Текст
◆ ◆ ◆ ◆ ◆ ◆ ◆

Завершим эту поучительную семейную историю небольшим объяснением. В шуточной эпитафии Пушкина — Дельвига не было ни малейшего издевательства над покойной тетушкой, как, впрочем, и над здравствующим дядюшкой. Жало пародии было направлено в сторону той литературной манеры, в которой изливали свои чувства поэты старшего поколения (кстати, в это же время Пушкин нещадно ругает и Державина). Эпитафия высмеивала излишнюю экзальтацию, слезливость, дидактизм, которыми отличалась поэзия позднего сентиментализма, производя впечатление заведомой фальши. Дядюшкино сюсюканье вылилось под пером племянника в чрезмерные уменьшительные формы, определяющие родственные связи, в нелепые сравнения, в двусмысленные метафоры. Можно только представлять себе, как хохотали и радовались собственной дерзости два молодых поэта, составляя этот неприхотливый текст.
Дельвиг пробыл в Михайловском почти две недели и, как видим, многое успел. Понятно, что этот визит более других скрасил Пушкину его одиночное заключение.
«Когда б я был царь…»

◆ ◆ ◆ ◆ ◆ ◆ ◆

Выдержка из данных
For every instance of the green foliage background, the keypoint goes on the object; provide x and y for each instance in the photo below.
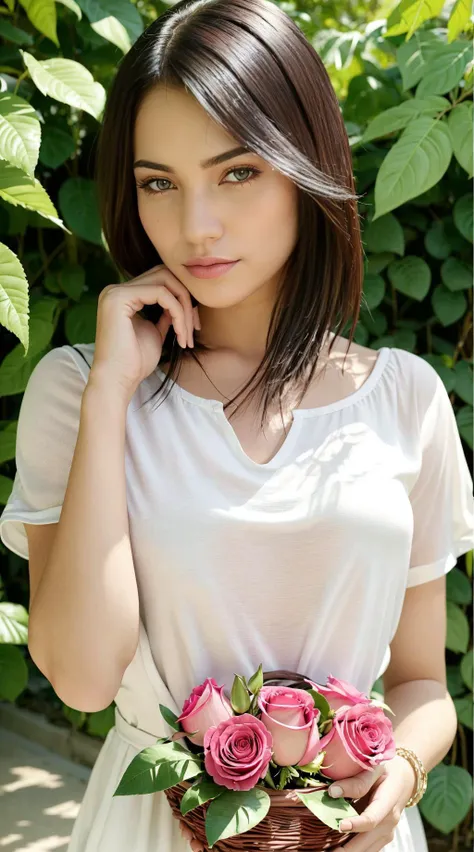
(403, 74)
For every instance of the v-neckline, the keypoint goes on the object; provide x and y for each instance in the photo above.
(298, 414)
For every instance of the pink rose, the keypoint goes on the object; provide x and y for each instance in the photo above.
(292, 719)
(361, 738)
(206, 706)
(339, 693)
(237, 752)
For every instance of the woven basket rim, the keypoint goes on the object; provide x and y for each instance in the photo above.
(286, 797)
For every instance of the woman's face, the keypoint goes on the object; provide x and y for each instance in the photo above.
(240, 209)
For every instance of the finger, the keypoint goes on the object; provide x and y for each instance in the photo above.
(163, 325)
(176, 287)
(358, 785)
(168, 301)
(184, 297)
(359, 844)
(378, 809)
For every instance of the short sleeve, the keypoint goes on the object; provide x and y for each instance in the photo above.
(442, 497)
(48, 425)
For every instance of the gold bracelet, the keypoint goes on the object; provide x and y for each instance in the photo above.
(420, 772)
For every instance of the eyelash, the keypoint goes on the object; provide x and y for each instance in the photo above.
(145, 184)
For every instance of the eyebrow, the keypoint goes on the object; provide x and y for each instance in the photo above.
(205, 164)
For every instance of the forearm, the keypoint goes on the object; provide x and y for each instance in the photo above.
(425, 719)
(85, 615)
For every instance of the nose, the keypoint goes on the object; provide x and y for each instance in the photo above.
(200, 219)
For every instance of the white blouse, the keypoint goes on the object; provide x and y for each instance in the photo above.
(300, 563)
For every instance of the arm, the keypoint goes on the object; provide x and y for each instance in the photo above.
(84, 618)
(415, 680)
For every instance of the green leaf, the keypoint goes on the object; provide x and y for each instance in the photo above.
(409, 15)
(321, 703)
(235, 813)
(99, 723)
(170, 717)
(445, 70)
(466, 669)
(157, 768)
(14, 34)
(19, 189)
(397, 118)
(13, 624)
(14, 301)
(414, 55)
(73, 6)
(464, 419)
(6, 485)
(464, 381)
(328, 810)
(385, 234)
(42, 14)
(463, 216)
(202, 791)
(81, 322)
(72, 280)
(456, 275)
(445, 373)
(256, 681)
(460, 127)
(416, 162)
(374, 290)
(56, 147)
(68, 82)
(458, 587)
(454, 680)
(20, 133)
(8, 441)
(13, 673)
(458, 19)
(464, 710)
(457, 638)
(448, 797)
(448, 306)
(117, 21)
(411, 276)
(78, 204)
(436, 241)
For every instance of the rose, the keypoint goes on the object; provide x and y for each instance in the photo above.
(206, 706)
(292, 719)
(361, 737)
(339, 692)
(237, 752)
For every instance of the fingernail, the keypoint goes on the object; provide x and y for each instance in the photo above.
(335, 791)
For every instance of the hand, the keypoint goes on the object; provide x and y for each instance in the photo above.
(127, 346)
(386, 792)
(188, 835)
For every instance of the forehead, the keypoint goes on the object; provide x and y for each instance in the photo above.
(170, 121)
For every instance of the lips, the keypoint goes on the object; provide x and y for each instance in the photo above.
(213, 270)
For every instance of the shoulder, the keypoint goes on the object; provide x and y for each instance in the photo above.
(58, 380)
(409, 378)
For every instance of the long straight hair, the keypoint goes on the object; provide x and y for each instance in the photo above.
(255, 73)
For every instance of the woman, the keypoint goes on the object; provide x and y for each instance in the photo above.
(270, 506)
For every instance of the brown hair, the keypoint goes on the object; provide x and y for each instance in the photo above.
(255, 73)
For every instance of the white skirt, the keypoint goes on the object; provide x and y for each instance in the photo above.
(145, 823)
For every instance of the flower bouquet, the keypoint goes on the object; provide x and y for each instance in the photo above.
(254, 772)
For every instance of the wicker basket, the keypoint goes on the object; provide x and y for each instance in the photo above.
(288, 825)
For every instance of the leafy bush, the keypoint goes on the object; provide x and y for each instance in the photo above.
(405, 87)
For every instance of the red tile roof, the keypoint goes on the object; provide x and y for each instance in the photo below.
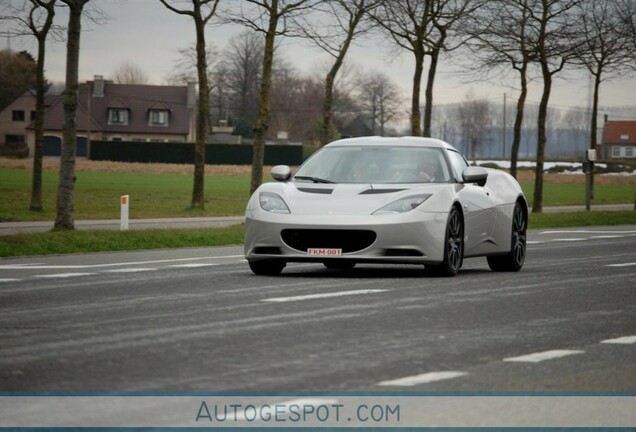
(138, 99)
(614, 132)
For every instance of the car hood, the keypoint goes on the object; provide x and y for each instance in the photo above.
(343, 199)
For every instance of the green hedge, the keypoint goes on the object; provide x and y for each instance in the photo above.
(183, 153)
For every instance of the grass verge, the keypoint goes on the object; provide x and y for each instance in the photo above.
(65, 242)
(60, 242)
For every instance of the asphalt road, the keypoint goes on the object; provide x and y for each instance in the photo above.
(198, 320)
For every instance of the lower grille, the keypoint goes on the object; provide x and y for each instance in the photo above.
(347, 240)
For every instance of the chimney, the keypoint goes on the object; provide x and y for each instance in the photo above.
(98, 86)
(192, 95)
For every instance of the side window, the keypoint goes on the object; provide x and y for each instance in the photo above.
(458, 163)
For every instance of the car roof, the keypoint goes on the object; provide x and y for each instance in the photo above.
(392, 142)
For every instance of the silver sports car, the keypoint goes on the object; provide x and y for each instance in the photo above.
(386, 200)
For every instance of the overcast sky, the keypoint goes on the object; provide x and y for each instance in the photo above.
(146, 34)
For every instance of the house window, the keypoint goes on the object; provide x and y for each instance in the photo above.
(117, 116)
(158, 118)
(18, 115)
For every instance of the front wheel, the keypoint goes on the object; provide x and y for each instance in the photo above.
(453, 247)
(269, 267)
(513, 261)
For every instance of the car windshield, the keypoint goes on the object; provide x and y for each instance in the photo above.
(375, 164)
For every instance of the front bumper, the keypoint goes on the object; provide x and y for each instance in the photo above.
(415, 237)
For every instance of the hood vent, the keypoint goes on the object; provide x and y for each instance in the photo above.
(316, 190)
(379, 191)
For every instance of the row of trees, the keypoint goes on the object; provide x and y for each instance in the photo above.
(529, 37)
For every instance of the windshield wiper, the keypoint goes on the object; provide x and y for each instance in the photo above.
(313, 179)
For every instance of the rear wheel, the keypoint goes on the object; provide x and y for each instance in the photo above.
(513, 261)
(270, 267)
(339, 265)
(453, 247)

◆ ◆ ◆ ◆ ◆ ◆ ◆

Поставленные задачи
a – Выпишите из текста о Пушкине и Дельвиге отрывок, который начинается словами «Завершим эту поучительную» и заканчивается словами «этот неприхотливый текст.».
b – В каких строках листинга встречается слово «wheel» с учетом регистра? Покажите все такие строки.

Результаты по порядку
a –
Завершим эту поучительную семейную историю небольшим объяснением. В шуточной эпитафии Пушкина — Дельвига не было ни малейшего издевательства над покойной тетушкой, как, впрочем, и над здравствующим дядюшкой. Жало пародии было направлено в сторону той литературной манеры, в которой изливали свои чувства поэты старшего поколения (кстати, в это же время Пушкин нещадно ругает и Державина). Эпитафия высмеивала излишнюю экзальтацию, слезливость, дидактизм, которыми отличалась поэзия позднего сентиментализма, производя впечатление заведомой фальши. Дядюшкино сюсюканье вылилось под пером племянника в чрезмерные уменьшительные формы, определяющие родственные связи, в нелепые сравнения, в двусмысленные метафоры. Можно только представлять себе, как хохотали и радовались собственной дерзости два молодых поэта, составляя этот неприхотливый текст.

b –
For every instance of the front wheel, the keypoint goes on the object; provide x and y for each instance in the photo above.
For every instance of the rear wheel, the keypoint goes on the object; provide x and y for each instance in the photo above.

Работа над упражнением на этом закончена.